* begin MATERIAL SHOWN *

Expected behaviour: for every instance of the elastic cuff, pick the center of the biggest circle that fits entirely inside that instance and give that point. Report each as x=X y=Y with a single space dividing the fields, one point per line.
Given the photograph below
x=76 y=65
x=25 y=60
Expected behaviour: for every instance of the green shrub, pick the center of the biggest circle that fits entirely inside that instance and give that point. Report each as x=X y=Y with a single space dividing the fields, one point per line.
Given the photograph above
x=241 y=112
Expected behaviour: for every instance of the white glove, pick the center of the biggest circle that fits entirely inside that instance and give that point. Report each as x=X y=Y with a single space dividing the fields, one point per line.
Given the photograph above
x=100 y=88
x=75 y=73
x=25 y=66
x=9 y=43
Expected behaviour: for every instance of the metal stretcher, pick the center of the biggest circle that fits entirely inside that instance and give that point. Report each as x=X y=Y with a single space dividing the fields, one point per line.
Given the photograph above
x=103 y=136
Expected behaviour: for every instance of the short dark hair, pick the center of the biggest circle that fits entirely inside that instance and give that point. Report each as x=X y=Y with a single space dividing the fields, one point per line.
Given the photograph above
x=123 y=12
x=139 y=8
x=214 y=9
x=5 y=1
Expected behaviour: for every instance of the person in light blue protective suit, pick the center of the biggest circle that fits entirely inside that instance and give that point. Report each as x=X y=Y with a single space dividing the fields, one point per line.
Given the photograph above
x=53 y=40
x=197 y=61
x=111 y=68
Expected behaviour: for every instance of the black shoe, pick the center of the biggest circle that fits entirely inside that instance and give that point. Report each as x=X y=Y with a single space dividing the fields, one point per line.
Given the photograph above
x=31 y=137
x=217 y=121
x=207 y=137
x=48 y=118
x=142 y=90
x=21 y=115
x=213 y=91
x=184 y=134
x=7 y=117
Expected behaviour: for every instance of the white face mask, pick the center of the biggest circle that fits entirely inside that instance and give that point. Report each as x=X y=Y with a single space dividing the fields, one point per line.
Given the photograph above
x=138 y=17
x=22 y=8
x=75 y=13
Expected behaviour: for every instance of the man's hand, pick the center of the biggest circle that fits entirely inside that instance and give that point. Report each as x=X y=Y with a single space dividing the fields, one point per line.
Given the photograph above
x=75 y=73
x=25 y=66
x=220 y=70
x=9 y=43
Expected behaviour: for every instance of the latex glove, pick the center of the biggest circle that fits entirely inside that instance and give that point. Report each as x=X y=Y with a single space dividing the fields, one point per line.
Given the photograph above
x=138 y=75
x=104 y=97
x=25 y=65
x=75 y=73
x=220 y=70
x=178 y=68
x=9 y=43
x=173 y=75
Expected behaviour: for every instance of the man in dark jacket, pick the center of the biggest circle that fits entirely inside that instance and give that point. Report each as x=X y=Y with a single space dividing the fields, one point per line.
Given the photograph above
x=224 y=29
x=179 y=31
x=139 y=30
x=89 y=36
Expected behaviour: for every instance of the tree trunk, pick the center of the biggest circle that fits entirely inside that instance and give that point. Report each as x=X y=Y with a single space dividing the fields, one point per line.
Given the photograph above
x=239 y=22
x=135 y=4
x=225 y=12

* end MATERIAL SHOWN *

EXERCISE REQUIREMENTS:
Rewrite every line of the records above as a single numbered list, leaving out any blank lines.

COMPLETED EXERCISE:
1. Expected behaviour: for every instance of the elastic cuff, pick the center of the biggest circle that fits entirely inside that instance and give that point. Report each as x=X y=Y with a single space dividing the fields, one point per line.
2. Given the photograph below
3. x=76 y=65
4. x=25 y=60
5. Expected behaviour: for every instance of the green shrub, pick the center of the biggest circle that fits entirely inside that instance and give that point. Report each as x=X y=Y with a single space dividing the fields, one point per line.
6. Given the photograph above
7. x=241 y=112
8. Expected behaviour: for every instance of the white glove, pick the center of the biggest circle that fits entirely inside that instance and give that point. Report each as x=X y=Y with a single space dividing the fields, one point per line.
9. Given the photograph above
10. x=100 y=88
11. x=75 y=73
12. x=25 y=66
13. x=9 y=43
14. Expected behaviour: for every instance of the metal stretcher, pick the center of the biggest circle that fits entirely inside that instance and give that point. Report each as x=X y=Y with a single space dividing the fields, one point per line.
15. Given the photograph above
16. x=103 y=136
17. Expected behaviour: for every instance of the short dark hair, pick the center of the biggest circle that fits entirely inside that instance and give that point. Report each as x=X y=Y with a single space dividing the fields, one point per line.
18. Given the photograph above
19. x=123 y=12
20. x=139 y=8
21. x=214 y=9
22. x=5 y=1
23. Expected behaviour: for every instance of the person in light blue protective suit, pick the center of the biggest circle that fits entirely inside that instance and give that point. Report each as x=X y=Y with a single space dividing the fields, one point per line.
24. Given the photograph above
25. x=53 y=40
26. x=197 y=61
27. x=111 y=68
28. Expected behaviour: for every instance of the black shoe, pick the center of the biggest circle that fits entirely inside that instance and give that point. Report each as x=X y=Y with a single space dividing the fields, one point per line.
29. Given the photograph above
30. x=31 y=137
31. x=217 y=121
32. x=207 y=137
33. x=48 y=118
34. x=142 y=90
35. x=21 y=115
36. x=213 y=91
37. x=184 y=134
38. x=7 y=117
39. Expected behaviour: for every instance of the white face mask, pick the center of the biggest circle that fits entirely inside that instance and give that point. Report each as x=X y=Y with a single space dividing the fields, one point per line.
40. Given the photograph above
41. x=138 y=17
42. x=22 y=8
43. x=75 y=13
44. Expected behaviour: for every instance of the man's hand, pick the center of the biggest circle that fits entirely inside that instance and give that point. Report each as x=X y=Y with a single space dividing the fields, one point per line.
45. Given the photograph above
46. x=75 y=73
47. x=25 y=66
48. x=220 y=70
49. x=9 y=43
50. Expected behaviour: for every instance of the latex glove, pick the center of the biggest circle that fits entirely inside that instance and give that point. Report each as x=X y=Y with a single space dividing the fields, one point per line.
51. Given the photograph above
52. x=138 y=75
53. x=104 y=97
54. x=25 y=65
55. x=75 y=73
56. x=220 y=70
57. x=178 y=68
58. x=9 y=43
59. x=173 y=75
60. Expected behaviour: for every instance of the man in dark jacket, pick the center of the biggest circle that fits entirely inside that instance and give that point. Report each as x=X y=Y with a single space dividing the fields, one point per line.
61. Given the photograph above
62. x=224 y=29
63. x=179 y=31
64. x=139 y=30
65. x=89 y=36
66. Expected behaviour: for every instance of the tree trunk, pick the center of the biggest circle that fits entirely inside that instance and give that point. Report each as x=X y=Y with a single space dividing the fields, one point per line.
67. Given the photograph above
68. x=239 y=22
69. x=135 y=4
70. x=225 y=12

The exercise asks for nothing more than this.